>> Begin SOURCE

Urban Chestnut Brewing Company wants to make sure beer drinkers don't hog all the benefits. The St. Louis-based brewer announced this morning that it plans to roll out a line of non-alcoholic "hop water" beginning this summer.
Unsweetened, naturally free of both calories and alcohol, but still tasty, the sparkling beverage could be an intriguing alternative to Perrier.
“It’s been a fun challenge for us to create a refreshing beverage without using grain, sugar, or yeast. The result is a sparkling, all-occasion beverage full of floral and piney hop flavor," the company said in a press release.
So how did this new product line come about? It's just one of the many surprising things that resulted from LouFest's last-minute cancellation last summer.
As Urban Chestnut explains, it had planned to have a tent at the music festival, and decided to offer kegs of the hop water as a non-alcoholic alternative. When LouFest was cancelled, the company ended up putting the kegs in its Grove neighborhood brewery and bierhall — and was stunned by the customer response.
“We were blown away by how well it was received and has been selling, so we’ve continued to produce it and keep it on tap ever since," says Jon Shine, UCBC’s vice president of sales. “Expanding availability by way of cans is a very natural way for us to dip our toes into an adjacent craft beverage market, where we’ll also explore infusing different variants of UCBC Hop Water with other natural ingredients like Ginseng, CBD, etc."
The hop water will be available in four-pack sixteen-ounce cans where water and soda are sold, the brewery said.

>> End SOURCE
>> Begin STORED RECORDS

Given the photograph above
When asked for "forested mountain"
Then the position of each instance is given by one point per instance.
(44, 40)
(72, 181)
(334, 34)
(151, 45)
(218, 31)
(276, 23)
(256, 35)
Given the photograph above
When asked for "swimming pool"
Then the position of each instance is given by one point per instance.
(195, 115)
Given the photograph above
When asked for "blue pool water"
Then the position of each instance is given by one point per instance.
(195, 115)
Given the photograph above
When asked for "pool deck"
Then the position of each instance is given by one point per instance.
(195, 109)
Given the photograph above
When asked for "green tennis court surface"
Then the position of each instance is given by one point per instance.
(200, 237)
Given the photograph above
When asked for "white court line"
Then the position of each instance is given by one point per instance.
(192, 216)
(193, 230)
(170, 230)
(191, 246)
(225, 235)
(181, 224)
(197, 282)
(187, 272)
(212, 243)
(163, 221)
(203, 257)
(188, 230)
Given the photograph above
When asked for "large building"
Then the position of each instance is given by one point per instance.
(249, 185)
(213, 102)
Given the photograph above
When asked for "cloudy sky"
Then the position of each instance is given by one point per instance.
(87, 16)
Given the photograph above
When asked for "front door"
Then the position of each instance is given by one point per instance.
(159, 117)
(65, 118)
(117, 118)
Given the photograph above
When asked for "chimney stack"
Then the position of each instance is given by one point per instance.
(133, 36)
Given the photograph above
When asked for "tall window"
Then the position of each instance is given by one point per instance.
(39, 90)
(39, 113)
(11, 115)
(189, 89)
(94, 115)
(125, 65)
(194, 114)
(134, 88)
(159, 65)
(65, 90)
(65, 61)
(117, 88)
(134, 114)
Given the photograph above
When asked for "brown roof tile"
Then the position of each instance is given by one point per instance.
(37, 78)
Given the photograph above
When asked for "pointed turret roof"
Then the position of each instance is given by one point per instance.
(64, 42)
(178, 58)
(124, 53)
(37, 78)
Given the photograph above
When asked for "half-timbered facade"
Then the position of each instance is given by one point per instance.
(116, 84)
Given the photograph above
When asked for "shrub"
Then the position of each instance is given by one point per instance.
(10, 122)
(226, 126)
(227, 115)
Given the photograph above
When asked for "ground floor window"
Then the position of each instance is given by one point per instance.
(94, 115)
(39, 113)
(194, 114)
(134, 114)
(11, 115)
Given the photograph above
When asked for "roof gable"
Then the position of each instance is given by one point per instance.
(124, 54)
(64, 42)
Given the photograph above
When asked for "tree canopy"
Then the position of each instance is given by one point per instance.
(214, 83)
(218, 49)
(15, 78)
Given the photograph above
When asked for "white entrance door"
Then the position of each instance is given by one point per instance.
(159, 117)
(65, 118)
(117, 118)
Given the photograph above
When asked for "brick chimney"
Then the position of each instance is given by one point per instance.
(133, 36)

>> End STORED RECORDS

:: WORK INSTRUCTIONS ::
According to the hop water article, in what packaging will the hop water be sold? The records are unrelated to the hop water article.

:: RESPONSE TO THE EXERCISE ::
Four-packs of sixteen-ounce cans.